SET EXERCISE =>
Print the lines exactly, from the line containing "For every instance of the pebble shoreline" through the line containing "(659, 1029)", including both.

DATASET EXTRACT =>
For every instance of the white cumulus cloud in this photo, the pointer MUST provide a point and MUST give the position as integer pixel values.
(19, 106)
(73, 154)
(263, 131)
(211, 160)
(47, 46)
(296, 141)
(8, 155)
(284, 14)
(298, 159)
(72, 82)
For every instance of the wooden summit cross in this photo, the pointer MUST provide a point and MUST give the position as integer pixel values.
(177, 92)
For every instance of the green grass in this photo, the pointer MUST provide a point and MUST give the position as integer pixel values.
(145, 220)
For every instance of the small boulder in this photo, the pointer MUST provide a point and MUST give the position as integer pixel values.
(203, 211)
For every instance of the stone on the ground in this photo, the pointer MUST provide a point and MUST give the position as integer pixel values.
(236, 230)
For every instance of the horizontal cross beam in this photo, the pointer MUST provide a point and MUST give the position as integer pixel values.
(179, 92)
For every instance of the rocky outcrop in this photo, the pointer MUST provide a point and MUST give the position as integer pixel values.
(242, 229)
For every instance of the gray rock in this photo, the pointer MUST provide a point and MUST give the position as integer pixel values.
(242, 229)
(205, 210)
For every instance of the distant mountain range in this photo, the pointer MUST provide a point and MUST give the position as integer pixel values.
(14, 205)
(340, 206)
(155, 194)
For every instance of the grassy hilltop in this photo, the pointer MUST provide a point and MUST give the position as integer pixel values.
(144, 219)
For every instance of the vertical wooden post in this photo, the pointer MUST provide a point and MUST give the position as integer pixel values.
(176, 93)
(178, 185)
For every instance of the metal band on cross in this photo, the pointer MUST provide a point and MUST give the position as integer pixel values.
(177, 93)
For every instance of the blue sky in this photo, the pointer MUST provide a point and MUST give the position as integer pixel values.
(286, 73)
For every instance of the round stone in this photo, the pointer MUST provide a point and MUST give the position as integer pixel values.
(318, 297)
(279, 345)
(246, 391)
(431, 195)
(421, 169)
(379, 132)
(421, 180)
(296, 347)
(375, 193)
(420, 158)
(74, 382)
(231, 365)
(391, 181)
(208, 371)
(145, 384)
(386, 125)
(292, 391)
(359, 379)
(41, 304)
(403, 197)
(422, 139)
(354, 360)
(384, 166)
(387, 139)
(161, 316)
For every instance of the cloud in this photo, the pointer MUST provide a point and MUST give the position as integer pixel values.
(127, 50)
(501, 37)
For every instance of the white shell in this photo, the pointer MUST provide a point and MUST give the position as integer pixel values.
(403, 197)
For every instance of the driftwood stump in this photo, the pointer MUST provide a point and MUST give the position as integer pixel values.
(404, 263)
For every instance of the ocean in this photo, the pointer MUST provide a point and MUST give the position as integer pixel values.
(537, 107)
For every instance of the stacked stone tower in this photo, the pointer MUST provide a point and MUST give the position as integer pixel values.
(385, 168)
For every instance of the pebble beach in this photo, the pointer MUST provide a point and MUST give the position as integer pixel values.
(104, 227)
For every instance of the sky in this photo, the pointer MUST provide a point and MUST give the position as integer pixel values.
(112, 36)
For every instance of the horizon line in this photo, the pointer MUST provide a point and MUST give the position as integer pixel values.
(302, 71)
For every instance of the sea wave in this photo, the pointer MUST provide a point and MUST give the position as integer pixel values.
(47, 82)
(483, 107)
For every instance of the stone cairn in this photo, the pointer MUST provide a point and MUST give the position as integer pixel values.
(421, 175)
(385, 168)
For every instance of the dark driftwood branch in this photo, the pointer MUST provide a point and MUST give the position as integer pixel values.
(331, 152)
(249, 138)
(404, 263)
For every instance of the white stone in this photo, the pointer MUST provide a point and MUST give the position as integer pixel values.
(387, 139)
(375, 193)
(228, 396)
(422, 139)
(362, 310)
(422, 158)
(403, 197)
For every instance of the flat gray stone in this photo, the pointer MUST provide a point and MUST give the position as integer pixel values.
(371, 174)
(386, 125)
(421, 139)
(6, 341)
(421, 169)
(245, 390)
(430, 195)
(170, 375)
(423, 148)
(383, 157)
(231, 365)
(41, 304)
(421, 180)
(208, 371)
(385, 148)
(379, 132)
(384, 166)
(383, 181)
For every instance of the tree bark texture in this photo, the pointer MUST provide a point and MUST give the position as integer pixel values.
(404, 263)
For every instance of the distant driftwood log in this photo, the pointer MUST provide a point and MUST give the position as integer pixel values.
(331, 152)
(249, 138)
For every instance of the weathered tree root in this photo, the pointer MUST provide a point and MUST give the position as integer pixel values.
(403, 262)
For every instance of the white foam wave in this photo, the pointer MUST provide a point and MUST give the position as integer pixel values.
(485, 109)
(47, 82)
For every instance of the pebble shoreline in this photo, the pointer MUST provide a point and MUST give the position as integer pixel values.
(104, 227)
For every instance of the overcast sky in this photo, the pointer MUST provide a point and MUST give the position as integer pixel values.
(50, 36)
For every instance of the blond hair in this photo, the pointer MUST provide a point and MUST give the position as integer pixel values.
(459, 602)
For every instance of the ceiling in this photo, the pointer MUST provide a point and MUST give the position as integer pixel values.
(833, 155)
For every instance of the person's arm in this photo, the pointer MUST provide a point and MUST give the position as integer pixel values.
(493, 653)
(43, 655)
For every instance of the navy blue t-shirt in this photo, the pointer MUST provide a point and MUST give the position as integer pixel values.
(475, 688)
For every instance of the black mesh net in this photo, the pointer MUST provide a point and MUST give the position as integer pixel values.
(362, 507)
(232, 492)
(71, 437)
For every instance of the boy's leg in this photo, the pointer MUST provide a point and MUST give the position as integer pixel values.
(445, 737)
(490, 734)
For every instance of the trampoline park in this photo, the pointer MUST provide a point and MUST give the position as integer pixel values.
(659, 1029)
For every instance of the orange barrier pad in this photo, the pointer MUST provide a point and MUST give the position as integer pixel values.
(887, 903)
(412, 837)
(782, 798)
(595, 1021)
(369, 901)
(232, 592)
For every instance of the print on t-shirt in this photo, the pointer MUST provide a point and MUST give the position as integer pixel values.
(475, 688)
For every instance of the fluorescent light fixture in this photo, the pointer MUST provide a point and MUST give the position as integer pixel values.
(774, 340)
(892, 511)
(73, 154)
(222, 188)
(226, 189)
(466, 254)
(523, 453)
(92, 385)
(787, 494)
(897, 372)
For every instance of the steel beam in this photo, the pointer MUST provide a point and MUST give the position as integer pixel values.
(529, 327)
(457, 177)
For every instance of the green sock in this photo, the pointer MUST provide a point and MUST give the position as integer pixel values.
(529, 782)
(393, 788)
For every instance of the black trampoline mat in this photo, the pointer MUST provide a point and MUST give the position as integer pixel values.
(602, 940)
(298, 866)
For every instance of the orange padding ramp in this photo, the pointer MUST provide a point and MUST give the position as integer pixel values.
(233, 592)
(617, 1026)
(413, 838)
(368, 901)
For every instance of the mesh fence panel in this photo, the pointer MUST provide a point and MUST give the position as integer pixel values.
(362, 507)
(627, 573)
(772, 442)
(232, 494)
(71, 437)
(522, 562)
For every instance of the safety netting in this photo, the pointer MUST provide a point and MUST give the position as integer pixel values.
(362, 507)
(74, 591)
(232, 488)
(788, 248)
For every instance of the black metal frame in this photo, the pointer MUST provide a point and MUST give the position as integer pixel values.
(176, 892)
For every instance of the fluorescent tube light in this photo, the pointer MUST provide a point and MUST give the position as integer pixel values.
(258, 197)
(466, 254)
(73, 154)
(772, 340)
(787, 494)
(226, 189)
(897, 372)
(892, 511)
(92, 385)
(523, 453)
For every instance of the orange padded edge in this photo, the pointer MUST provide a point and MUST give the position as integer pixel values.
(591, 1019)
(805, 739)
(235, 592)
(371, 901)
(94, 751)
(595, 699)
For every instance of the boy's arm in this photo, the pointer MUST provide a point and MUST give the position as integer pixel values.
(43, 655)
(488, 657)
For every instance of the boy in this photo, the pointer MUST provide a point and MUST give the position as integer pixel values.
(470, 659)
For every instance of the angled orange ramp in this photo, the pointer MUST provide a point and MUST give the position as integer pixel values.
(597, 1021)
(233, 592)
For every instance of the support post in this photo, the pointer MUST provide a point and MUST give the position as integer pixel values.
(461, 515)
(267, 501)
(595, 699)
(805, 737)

RESPONSE TO THIS EXERCISE =>
For every instance of the pebble shoreline in this photo, the pointer MUST provide a point and MUST give the position as integer pixel values.
(104, 227)
For every instance of the overcast sky in this photo, the pointer MUST provide a point and MUST give the position as integer pixel values.
(50, 36)
For every instance of the blond hair in this photo, the pointer MUST provide a point and MUST give the position as integer pixel values.
(459, 602)
For every instance of the ceiling in this photo, the pointer MUST provide a point and MUST give the position as integer pixel values.
(833, 155)
For every instance of the person's arm in this photo, the pointer MUST provide a point and MUST give the position as integer pixel values.
(493, 653)
(43, 655)
For every instance of the navy blue t-shirt in this photo, the pointer MUST provide a point and MUST give the position as integer pixel values.
(475, 688)
For every instance of the black mesh net in this photo, the pointer MUST provide a point and MUST give the position as integer pixel values.
(362, 507)
(232, 492)
(71, 437)
For every instance of the boy's leg in this photo, the pointer MUST provide a point and MUST give the position as integer pixel values.
(445, 737)
(490, 734)
For every instance of the trampoline park in this photo, the pointer MUST provide a point and MUST give the position as integer pixel values.
(659, 1029)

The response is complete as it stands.